(Beginning of Data records)

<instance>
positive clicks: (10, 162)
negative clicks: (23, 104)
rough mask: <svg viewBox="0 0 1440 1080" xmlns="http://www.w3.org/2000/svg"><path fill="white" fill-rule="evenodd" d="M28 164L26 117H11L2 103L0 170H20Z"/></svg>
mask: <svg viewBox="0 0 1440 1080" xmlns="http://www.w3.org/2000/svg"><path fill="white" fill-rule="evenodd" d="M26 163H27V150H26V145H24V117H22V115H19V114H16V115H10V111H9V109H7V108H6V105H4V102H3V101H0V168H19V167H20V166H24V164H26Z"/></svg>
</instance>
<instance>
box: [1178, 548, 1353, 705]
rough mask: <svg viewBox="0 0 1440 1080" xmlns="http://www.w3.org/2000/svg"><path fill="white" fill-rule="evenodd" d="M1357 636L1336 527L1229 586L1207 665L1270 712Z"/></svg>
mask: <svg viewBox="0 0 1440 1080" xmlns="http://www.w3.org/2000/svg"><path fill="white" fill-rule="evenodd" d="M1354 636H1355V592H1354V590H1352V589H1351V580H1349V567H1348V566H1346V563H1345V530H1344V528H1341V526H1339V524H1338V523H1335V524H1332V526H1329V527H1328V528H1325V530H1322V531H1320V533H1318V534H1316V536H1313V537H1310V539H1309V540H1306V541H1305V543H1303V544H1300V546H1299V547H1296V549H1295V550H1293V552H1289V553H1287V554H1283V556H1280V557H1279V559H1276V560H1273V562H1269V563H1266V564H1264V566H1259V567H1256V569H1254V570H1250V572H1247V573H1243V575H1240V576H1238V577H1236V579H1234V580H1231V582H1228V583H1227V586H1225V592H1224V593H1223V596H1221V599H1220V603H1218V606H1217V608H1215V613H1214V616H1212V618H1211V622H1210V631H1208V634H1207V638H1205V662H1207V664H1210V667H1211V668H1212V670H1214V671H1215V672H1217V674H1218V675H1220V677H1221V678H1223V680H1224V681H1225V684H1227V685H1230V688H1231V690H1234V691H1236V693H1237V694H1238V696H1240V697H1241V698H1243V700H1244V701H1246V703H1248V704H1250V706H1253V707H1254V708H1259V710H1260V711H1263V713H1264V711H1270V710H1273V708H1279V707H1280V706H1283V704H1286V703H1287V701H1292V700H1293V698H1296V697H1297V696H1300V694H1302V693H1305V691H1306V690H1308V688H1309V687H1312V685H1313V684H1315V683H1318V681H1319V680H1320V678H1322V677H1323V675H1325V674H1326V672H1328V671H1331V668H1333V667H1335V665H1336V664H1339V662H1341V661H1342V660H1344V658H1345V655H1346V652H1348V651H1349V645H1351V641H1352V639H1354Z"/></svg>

(End of Data records)

* _Exercise directions_: Reproduce only the lines between the line containing "</instance>" and the last line of the records, those two lines included, exactly.

* _Written response_:
</instance>
<instance>
box: [1178, 548, 1353, 705]
rough mask: <svg viewBox="0 0 1440 1080" xmlns="http://www.w3.org/2000/svg"><path fill="white" fill-rule="evenodd" d="M1357 636L1336 527L1229 586L1207 665L1270 712Z"/></svg>
mask: <svg viewBox="0 0 1440 1080" xmlns="http://www.w3.org/2000/svg"><path fill="white" fill-rule="evenodd" d="M1354 636H1355V592H1354V590H1352V589H1351V580H1349V567H1348V566H1346V563H1345V530H1344V528H1341V526H1339V524H1338V523H1335V524H1332V526H1329V527H1328V528H1325V530H1322V531H1320V533H1318V534H1316V536H1313V537H1310V539H1309V540H1306V541H1305V543H1303V544H1300V546H1299V547H1296V549H1295V550H1293V552H1289V553H1287V554H1283V556H1280V557H1279V559H1276V560H1273V562H1269V563H1266V564H1264V566H1259V567H1256V569H1254V570H1250V572H1247V573H1243V575H1240V576H1238V577H1236V579H1234V580H1231V582H1228V583H1227V586H1225V592H1224V593H1223V596H1221V599H1220V603H1218V606H1217V608H1215V613H1214V616H1212V618H1211V622H1210V631H1208V634H1207V638H1205V662H1207V664H1210V667H1211V668H1212V670H1214V671H1215V672H1217V674H1218V675H1220V677H1221V678H1223V680H1224V681H1225V684H1227V685H1230V688H1231V690H1234V691H1236V693H1237V694H1238V696H1240V697H1241V698H1243V700H1244V701H1246V703H1248V704H1250V706H1253V707H1254V708H1259V710H1260V711H1263V713H1264V711H1270V710H1273V708H1279V707H1280V706H1283V704H1286V703H1287V701H1292V700H1293V698H1296V697H1297V696H1300V694H1302V693H1305V691H1306V690H1308V688H1309V687H1312V685H1313V684H1315V683H1318V681H1319V680H1320V678H1322V677H1323V675H1325V674H1326V672H1328V671H1331V668H1333V667H1335V665H1336V664H1339V662H1341V661H1342V660H1344V658H1345V655H1346V652H1348V651H1349V645H1351V641H1352V639H1354Z"/></svg>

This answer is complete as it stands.